やること
**A)** 本文で、歌麿が狂歌サロンに加わったときに使った名前は何か。
**B)** 本文のうち、「どうして美人画の絵師・歌麿が」を含む語句で始まり「春画『歌まくら』を出版した。」で終わる部分を、一字も変えずに書き写せ。

諺と格言の社会学




出る杭の打たるる事をさとりなば
ふらふらもせず 
後くひもせず(通用亭徳成)
                      
 二人のむくつけき男が、治水・護岸のために水際に杭を打っている。出すぎた杭は 頭を打たれ高さが整えられる。この絵は喜多川歌麿(1755頃〜1806)の『巴波川(うず まがわ)杭打ちの図』 と呼ばれてる肉筆画である。浮世絵美人画の第一人者である歌 麿には珍しい風景画である。因みに、現在、この絵は所在不明となっているそうであ る。

 この絵は、歌麿43歳の時(1798)、栃木で、羽織の裏に書れたものである。その絵 には、栃木の豪商であり狂歌師であった旧友・通用亭徳成が、「出る杭の打たるる事 をさとりなば、ふらふらもせず、後くいもせず」 という狂歌賛を添えている。
 
 江戸時代、打ち寄せる波から岸を守るため、岸辺に沿って多くの杭が打ち込まれ た。強度を保つために、出すぎた杭は打ち込まれ、同じ高さに整えられた。このよう な日常的な風景から、社会的な生活において、掟を破り、秩序を乱す人が、当局か らいろいろな制裁を受ける状況を、「出る杭は打たれる」という諺で表すようになっ た。

 どうして美人画の絵師・歌麿がこのような風景画を書き、旧友の狂歌師徳成がこの ような狂歌を添えたのであろうか。

  歌麿が浮世絵師として活躍した時代は、田沼意次(1719-1786)が支配した時代(1772-1786)であり、また、松平定信(1759- 1829)が支配した時代(1787-1793)であった。

 田沼の時代は、彼の重商主義の政策によって、町人文化が花開いた年であった。武士や町人や遊女や遊郭の 主人が、身分に関係なく、一堂に集まり狂歌に興じるという、身分制の時代には極めて珍しい自由で奔放な気分の 生活空間、すなわち「天明狂歌壇」という自由な結社である「狂歌サロン」が出現した。歌麿も筆綾丸という名で参 加した。そのリーダーであった武士の太田南畝は次のような狂歌を残している。
 「世の中は色と酒とが敵(かたき)なり どふぞ敵にめぐりあいたい」(太田南畝)
 「冥土から今にも使いが来たならば、九十九までは留守と答えよ」(同上)
 このような自由な雰囲気の中で、板元・蔦屋重三郎の庇護のもとで、歌麿は、狂歌絵本『潮干のつと』や『画本虫撰』や、自由な人 間表現とも言うべき春画『歌まくら』を出版した。
 しかし、このような自由で奔放な町人文化の隆盛は身分制を崩し、幕政の弱体化もたらすかもしれないと憂慮する反対勢力が、田 沼意次の失脚を狙っていた。そのような時に、江戸の大火事、浅間山の大噴火などの災害、農村では天明の大飢饉と呼ばれる食 糧難や疫病、そして、町では一揆や打ちこわしの暴動が起こった。人々の間からも次第に田沼政治への批判が強 くなり、ついに、1786年、田沼意次は失脚し、田沼時代は終わった。

データ抜粋
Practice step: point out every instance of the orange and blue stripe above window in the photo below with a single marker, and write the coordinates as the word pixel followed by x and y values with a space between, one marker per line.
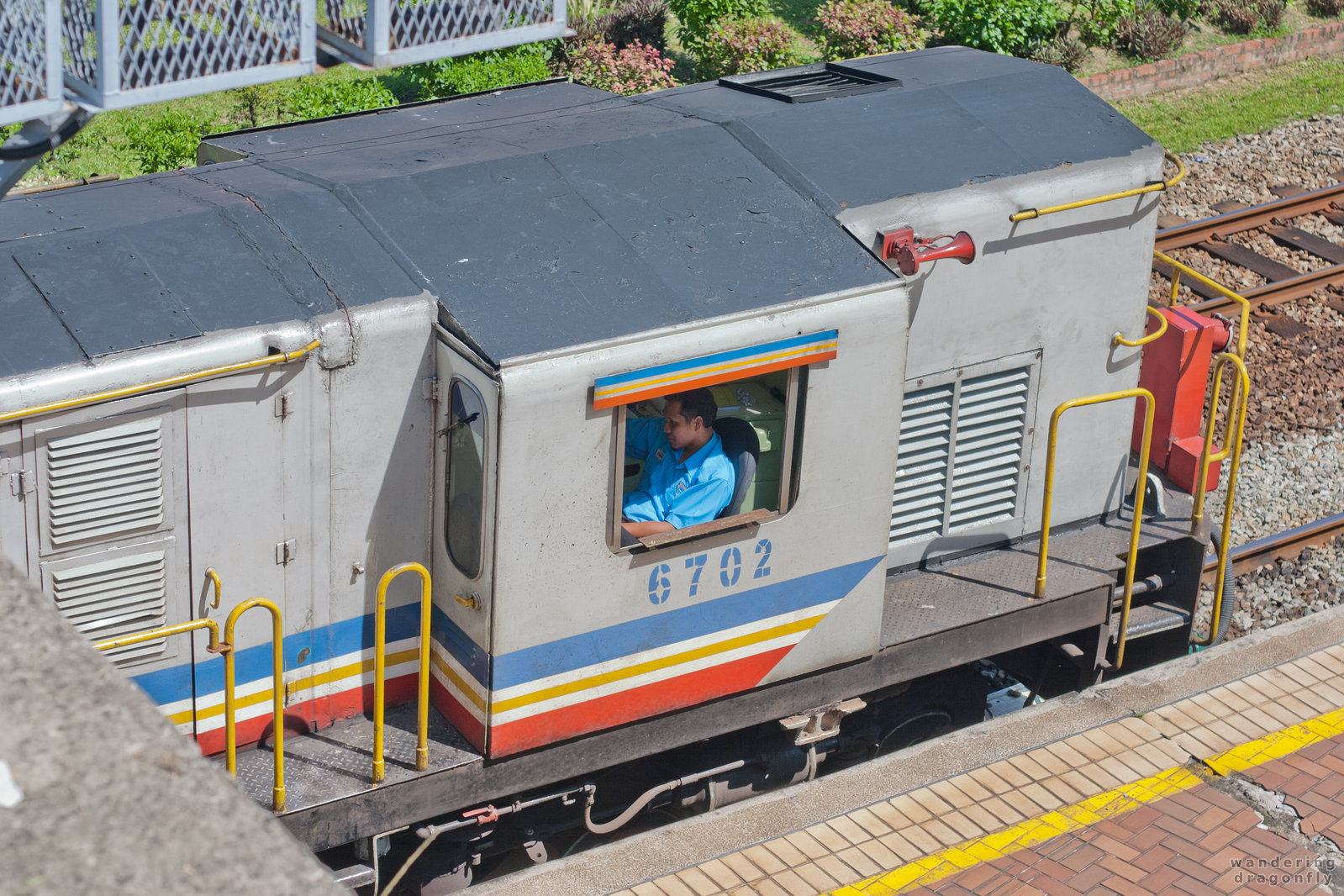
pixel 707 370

解答
**A)** 筆綾丸

**B)**
どうして美人画の絵師・歌麿がこのような風景画を書き、旧友の狂歌師徳成がこの ような狂歌を添えたのであろうか。

  歌麿が浮世絵師として活躍した時代は、田沼意次(1719-1786)が支配した時代(1772-1786)であり、また、松平定信(1759- 1829)が支配した時代(1787-1793)であった。

 田沼の時代は、彼の重商主義の政策によって、町人文化が花開いた年であった。武士や町人や遊女や遊郭の 主人が、身分に関係なく、一堂に集まり狂歌に興じるという、身分制の時代には極めて珍しい自由で奔放な気分の 生活空間、すなわち「天明狂歌壇」という自由な結社である「狂歌サロン」が出現した。歌麿も筆綾丸という名で参 加した。そのリーダーであった武士の太田南畝は次のような狂歌を残している。
 「世の中は色と酒とが敵(かたき)なり どふぞ敵にめぐりあいたい」(太田南畝)
 「冥土から今にも使いが来たならば、九十九までは留守と答えよ」(同上)
 このような自由な雰囲気の中で、板元・蔦屋重三郎の庇護のもとで、歌麿は、狂歌絵本『潮干のつと』や『画本虫撰』や、自由な人 間表現とも言うべき春画『歌まくら』を出版した。